- 本文

══════

小椋初右衛門

小椋初右衛門(おぐらはつえもん:生年不明~)

系統:木地山系

師匠:

弟子:

秋田県に異動して来て木地山を形成した初右衛門一族は代々初右衛門を名乗る者が多い。久米之丞初右衛門は飛騨より会津立岩郷木賊山に移り、文化5年頃仙台側より羽後大川目山に渡り、加美郡中新田から来た小椋吉左衛門の一族と合流した。さらに文政末になるとこのに集団はともに宇留院内に漂移している。久米之丞初右衛門はこの宇留院内朴木台で天保4年飢饉にあって死亡した。久米之丞の子初右衛門は享和2年6月3日生まれ。父より木地技術を習得した。父の死後。、弘化末には宇留院内より雄勝郡皆瀬村水上沢へ移り、皆瀬木地山を形成した。初右衛門には長女トクに吉左衛門の二男勇右衛門が婿養子となった。明治維新後の林政改革により山の特権を失い、明治21年に木地山を降りて高松村下新田に移った。明治23年10月19日没、88才。家督は勇右衛門が継いだ。勇右衛門の長男養治も通称初右衛門という。養治の代に川連大館に下った。

══════

- 資料
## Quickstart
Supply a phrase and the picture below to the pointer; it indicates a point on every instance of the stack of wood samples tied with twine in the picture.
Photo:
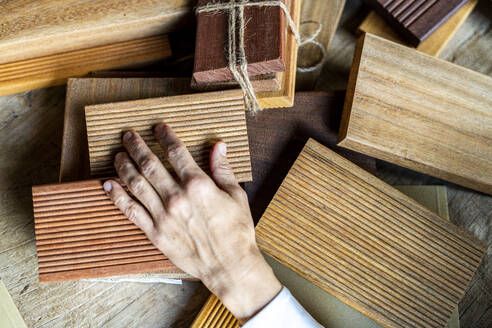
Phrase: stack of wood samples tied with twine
(419, 112)
(277, 61)
(42, 43)
(410, 270)
(434, 43)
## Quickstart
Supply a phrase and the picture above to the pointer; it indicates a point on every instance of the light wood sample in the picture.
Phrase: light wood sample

══════

- やること
**a)** 小椋初右衛門についての文章の、「小椋初右衛門(おぐらはつえもん:生年不明~)」から「養治の代に川連大館に下った。」まで(「養治の代に川連大館に下った。」を含む)を一字も変えずに書き写せ。
**b)** 小椋初右衛門についての文章にある「久米之丞の子初右衛門は享和2年6月3日生まれ。」という一文を英語に訳せ。
**c)** 小椋初右衛門についての文章を、最後の文の次から書き継げ。

- 各課題の答え
**a)**
小椋初右衛門(おぐらはつえもん:生年不明~)

系統:木地山系

師匠:

弟子:

秋田県に異動して来て木地山を形成した初右衛門一族は代々初右衛門を名乗る者が多い。久米之丞初右衛門は飛騨より会津立岩郷木賊山に移り、文化5年頃仙台側より羽後大川目山に渡り、加美郡中新田から来た小椋吉左衛門の一族と合流した。さらに文政末になるとこのに集団はともに宇留院内に漂移している。久米之丞初右衛門はこの宇留院内朴木台で天保4年飢饉にあって死亡した。久米之丞の子初右衛門は享和2年6月3日生まれ。父より木地技術を習得した。父の死後。、弘化末には宇留院内より雄勝郡皆瀬村水上沢へ移り、皆瀬木地山を形成した。初右衛門には長女トクに吉左衛門の二男勇右衛門が婿養子となった。明治維新後の林政改革により山の特権を失い、明治21年に木地山を降りて高松村下新田に移った。明治23年10月19日没、88才。家督は勇右衛門が継いだ。勇右衛門の長男養治も通称初右衛門という。養治の代に川連大館に下った。

**b)** Kumenojō's son Hatsuemon was born on the 3rd day of the 6th month of Kyōwa 2.

**c)**
この初右衛門の家は𠮷左衛門系を吸収し桂沢高松木地山の岩右衛門系と共に支配的な地位についていた。こけし工人の大部分はこの初右衛門系に属する 。久太郎の家にはロクロの芯棒とともに携えて移動した木地屋文書や、初右衛門米寿の祝いに川連の蒔絵師が描いた絵姿が残されていた。 また岩右衛門が関わった所謂木地屋侮辱事件(嘉永6年)において江州小椋谷へ訴状を出した際には、その筆頭に初右衛門の名前が置かれた。

小椋家に伝わる木地屋文書

日本国中轆轤師事
従先規如有来諸役
会免除之条商売不
可有異儀者也依如件
天正十一年六月日 丹羽五郎左衛門(在判)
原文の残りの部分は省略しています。